▸ **Reading text**
[Date Prev][Date Next][Thread Prev][Thread Next][Date Index][Thread Index]

Re: Proposal for file attachment API



On Sun, Jul 3, 2011 at 11:28 PM, Luke <..hidden..> wrote:

> I was expecting that, yes.  However, I shouldn't.  My recent experience is
> with reasonably disciplined corporate users, who either get files from
> sources with likely to be unique names (some form of the vendor name and
> vendor's ID), create files for customers/vendors with names of the same
> type, or are good at storing files with rather long, descriptive, and
> accidentally unique names.

Are we only worried about corporate users here?  What about small
business owners?
>
> However, if we combine our two ways of looking at this, I think we have
> the solution.
>
> If you store files by ID, and internally reference them by ID at all
> times, they can all be called "foobar.pdf" and it doesn't matter.

Ok, so which foobar.pdf attached to a sales order is which one?  i'd
rather have some sort of unique constraint on the file name even if it
isn't global.  My current thinking is a uniqueness between the primary
attachment point and the file name.  So you can only have one
"contract.doc" attached to a given sales order.  However, if you have
a secondary link there (to be implemented in the future) to the sales
invoice, the user could see "contract.doc" linked from "sales order
12345."  There could only be one "contract.doc" linked from that sales
order to that invoice though there could be additional contract.doc's
from other sales orders onto the same invoice.

>
> When a new file is uploaded, compare its CRC/checksum to the index of
> stored files.  If there's no match, it's a new file, gets a new ID, and we
> save it. If the checksum matches, compare the contents to the N files with
> the match.  If one of them matches, create a link to the existing copy, by
> inserting a referential entry in whatever table is tracking where files
> are attached. If none of them matches, it's a new file.

I am still worried about handling naming collisions in a way that is
user-transparent.
>
> I'm pushing this, because I think it's more extendable, and it also leads
> directly to what Erik wanted.

▸ **Problem to solve**
In the thread on the file attachment API, why does the reply want a uniqueness constraint on file names even if files are stored and referenced by ID? Answer in one to three sentences. Use only the thread itself to answer.

▸ **Listed entries**
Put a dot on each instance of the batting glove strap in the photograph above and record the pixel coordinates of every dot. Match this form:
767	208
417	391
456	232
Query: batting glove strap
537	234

▸ **Finished answer**
If every file could be called "foobar.pdf," there would be no telling which foobar.pdf attached to a sales order is which. So the reply wants file names to be unique at least per primary attachment point, allowing only one "contract.doc" on a given sales order.